In 1989, in a scientific facility outside Washington, DC, the deadly Ebola virus made its first known appearance on US soil. The finding — and eventual containment — of this lethal filovirus, which had a fatality rate of up to 90 per cent at the time, was thanks to a group of courageous scientists and soldiers led by Lieutenant Colonel Nancy Jaax.
National Geographic’s six-part limited series The Hot Zone, inspired by the true events detailed in Richard Preston’s international bestseller of the same name, shares the harrowing tale of a global crisis that never was.
Hot Zone begins with a terrifying look back to 1980, when an unsuspecting doctor in Kenya examines a patient with symptoms unlike anything seen before. Flashing forward to 1989, a colony of primates has become sick at a research facility in Virginia, just over 30 kilometres from the US Capitol, and sample tissues are sent to Nancy Jaax (played by Julianna Margulies), a lieutenant colonel with USAMRIID, the US Army’s main facility for defensive research into countermeasures against biological warfare.

* [Recorded information]
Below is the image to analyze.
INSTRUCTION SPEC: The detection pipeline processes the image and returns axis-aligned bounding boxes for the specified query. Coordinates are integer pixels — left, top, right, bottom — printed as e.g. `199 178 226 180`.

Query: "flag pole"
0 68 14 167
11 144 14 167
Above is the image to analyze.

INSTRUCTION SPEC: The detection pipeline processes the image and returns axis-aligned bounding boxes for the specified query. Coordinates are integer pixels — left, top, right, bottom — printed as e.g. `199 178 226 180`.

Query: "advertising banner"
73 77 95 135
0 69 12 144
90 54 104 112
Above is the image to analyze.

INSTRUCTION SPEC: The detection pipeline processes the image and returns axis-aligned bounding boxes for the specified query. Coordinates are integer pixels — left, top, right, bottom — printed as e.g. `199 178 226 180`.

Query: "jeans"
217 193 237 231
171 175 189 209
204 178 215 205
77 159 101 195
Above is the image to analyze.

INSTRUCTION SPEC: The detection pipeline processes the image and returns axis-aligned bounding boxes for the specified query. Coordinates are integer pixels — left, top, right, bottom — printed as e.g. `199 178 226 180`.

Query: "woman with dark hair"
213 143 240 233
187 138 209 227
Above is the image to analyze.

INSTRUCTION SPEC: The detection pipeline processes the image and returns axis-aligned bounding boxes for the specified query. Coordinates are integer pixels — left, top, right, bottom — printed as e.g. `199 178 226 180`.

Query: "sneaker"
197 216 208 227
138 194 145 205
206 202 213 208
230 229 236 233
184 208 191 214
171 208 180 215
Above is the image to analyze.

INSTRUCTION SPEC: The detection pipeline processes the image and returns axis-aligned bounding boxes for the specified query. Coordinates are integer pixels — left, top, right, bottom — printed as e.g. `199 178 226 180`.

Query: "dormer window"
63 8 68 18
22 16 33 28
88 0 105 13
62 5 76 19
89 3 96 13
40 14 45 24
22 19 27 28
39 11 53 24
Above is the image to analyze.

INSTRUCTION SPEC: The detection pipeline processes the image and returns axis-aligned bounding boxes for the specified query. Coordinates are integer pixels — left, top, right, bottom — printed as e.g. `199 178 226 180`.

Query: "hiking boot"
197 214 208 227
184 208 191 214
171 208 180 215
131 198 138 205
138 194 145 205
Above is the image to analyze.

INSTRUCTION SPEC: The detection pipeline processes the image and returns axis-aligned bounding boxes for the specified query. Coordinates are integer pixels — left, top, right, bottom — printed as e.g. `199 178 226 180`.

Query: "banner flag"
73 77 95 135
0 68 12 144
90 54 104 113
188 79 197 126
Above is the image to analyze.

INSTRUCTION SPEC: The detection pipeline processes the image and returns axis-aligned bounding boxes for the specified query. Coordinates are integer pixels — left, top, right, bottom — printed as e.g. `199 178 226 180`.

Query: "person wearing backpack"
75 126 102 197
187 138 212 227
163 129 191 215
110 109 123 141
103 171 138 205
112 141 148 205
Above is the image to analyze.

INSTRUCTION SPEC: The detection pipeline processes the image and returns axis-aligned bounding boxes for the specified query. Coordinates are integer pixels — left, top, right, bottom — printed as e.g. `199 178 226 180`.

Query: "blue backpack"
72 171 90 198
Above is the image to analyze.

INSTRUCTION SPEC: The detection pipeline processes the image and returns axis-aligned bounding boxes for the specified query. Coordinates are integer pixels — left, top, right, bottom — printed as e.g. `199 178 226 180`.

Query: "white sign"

* [Directions]
**A)** Please reproduce the Hot Zone passage word for word, starting at "In 1989, in" and ending at "that never was.".
**B)** Answer these questions from the Hot Zone passage:
(i) In what year did the Ebola virus make its first known appearance on US soil?
(ii) How many parts does the limited series have?
(iii) Who plays Nancy Jaax?

* [Answer list]
**A)**
In 1989, in a scientific facility outside Washington, DC, the deadly Ebola virus made its first known appearance on US soil. The finding — and eventual containment — of this lethal filovirus, which had a fatality rate of up to 90 per cent at the time, was thanks to a group of courageous scientists and soldiers led by Lieutenant Colonel Nancy Jaax.
National Geographic’s six-part limited series The Hot Zone, inspired by the true events detailed in Richard Preston’s international bestseller of the same name, shares the harrowing tale of a global crisis that never was.

**B)**
(i) 1989
(ii) Six
(iii) Julianna Margulies